> 本文抜粋
---------------

Copy: 【セミナー映像】保育者のための最新赤ちゃん学入門《第2講》(遠藤利彦先生)〈約90分〉

東京大学大学院教授で同学の発達保育実践政策学センター(Cedep)センター長を務めている遠藤利彦先生による全6回のオンライン講座です。最新の研究からわかってきた「赤ちゃん」の心と成長の実態について、研究事例や知見を踏まえつつ解説いただきます。

この連続講座は、全6回の講義をとおして最新の赤ちゃん学の知見を保育者に分かりやすく伝える内容となっています。第1回では、胎児期からの環境が生涯の健康に影響を与えることを学びます。第2回では、人間の赤ちゃんが未熟な状態で生まれ、長期にわたる養育が必要なことから、集団共同型育児の重要性を説きます。第3回と第4回では、赤ちゃんの意外な能力や個性、物理的世界の理解力について探ります。第5回は、赤ちゃんの人間に対する強い興味と、人との相互作用を通じた発達を扱います。最終回では、豊かな相互作用が子供の心の成長に欠かせないことを強調し、保育者の役割の重要性を再確認します。最新の研究成果に基づき、赤ちゃんの驚くべき能力と、それを引き出す環境づくりについて学べるアカデミックな講座です。

---------------

> データ部分
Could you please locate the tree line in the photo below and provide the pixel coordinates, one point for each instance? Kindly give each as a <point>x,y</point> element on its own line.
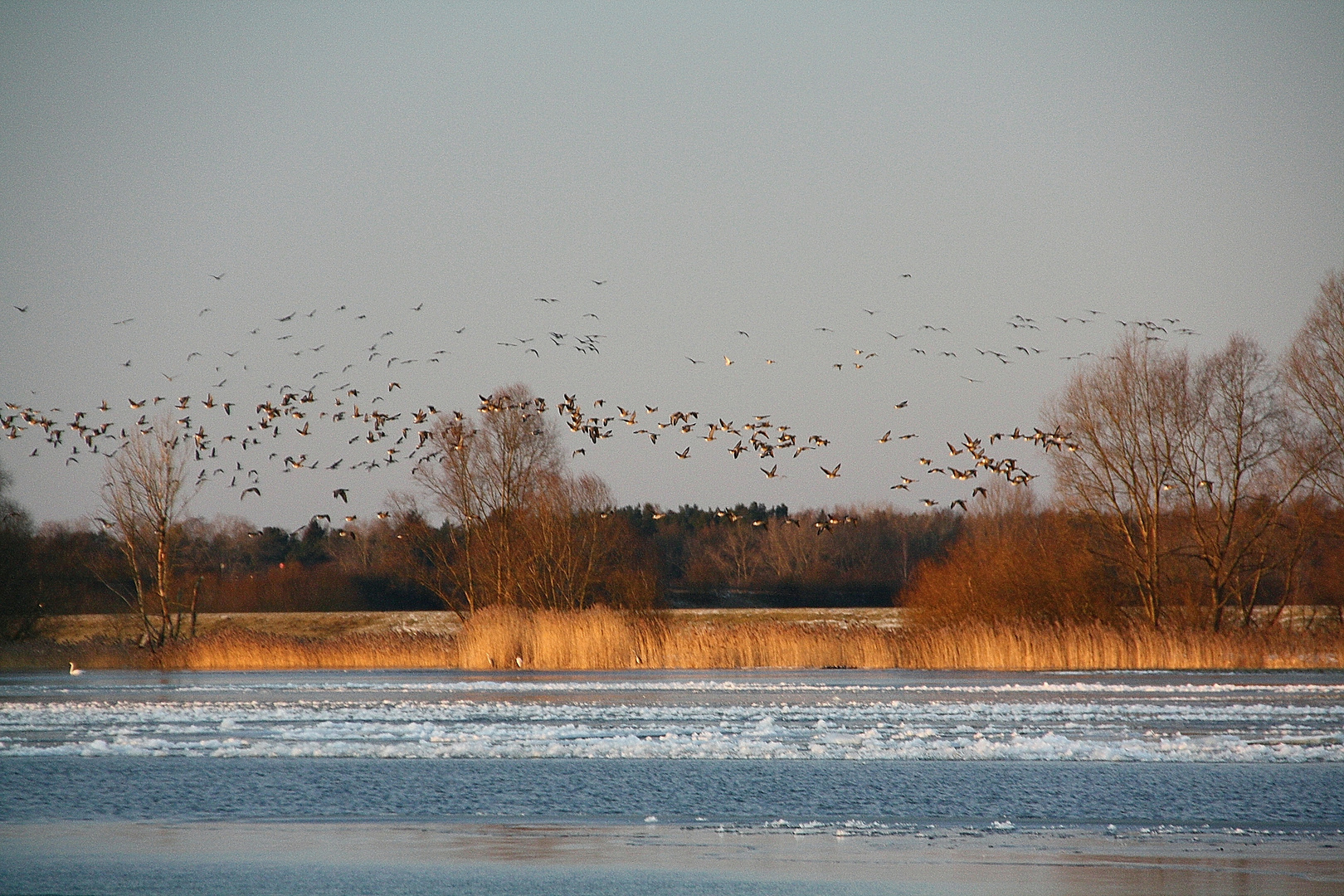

---------------

> 解くべき問題
a. 講座の紹介文について、次の問いに答えてください。
(i) 遠藤利彦先生がセンター長を務めているセンターの名前は何か。
(ii) 第2回で重要性が説かれるのは、どのような育児か。
(iii) 第1回では、いつからの環境が生涯の健康に影響を与えることを学ぶか。
b. 講座の紹介文から、「Copy: 【セミナー映像】」を含む語句で始まり「べるアカデミックな講座です。」で終わる部分を、そのまま抜き出してください。

> 順番の回答
a.
(i) 発達保育実践政策学センター(Cedep)
(ii) 集団共同型育児
(iii) 胎児期

b.
Copy: 【セミナー映像】保育者のための最新赤ちゃん学入門《第2講》(遠藤利彦先生)〈約90分〉

東京大学大学院教授で同学の発達保育実践政策学センター(Cedep)センター長を務めている遠藤利彦先生による全6回のオンライン講座です。最新の研究からわかってきた「赤ちゃん」の心と成長の実態について、研究事例や知見を踏まえつつ解説いただきます。

この連続講座は、全6回の講義をとおして最新の赤ちゃん学の知見を保育者に分かりやすく伝える内容となっています。第1回では、胎児期からの環境が生涯の健康に影響を与えることを学びます。第2回では、人間の赤ちゃんが未熟な状態で生まれ、長期にわたる養育が必要なことから、集団共同型育児の重要性を説きます。第3回と第4回では、赤ちゃんの意外な能力や個性、物理的世界の理解力について探ります。第5回は、赤ちゃんの人間に対する強い興味と、人との相互作用を通じた発達を扱います。最終回では、豊かな相互作用が子供の心の成長に欠かせないことを強調し、保育者の役割の重要性を再確認します。最新の研究成果に基づき、赤ちゃんの驚くべき能力と、それを引き出す環境づくりについて学べるアカデミックな講座です。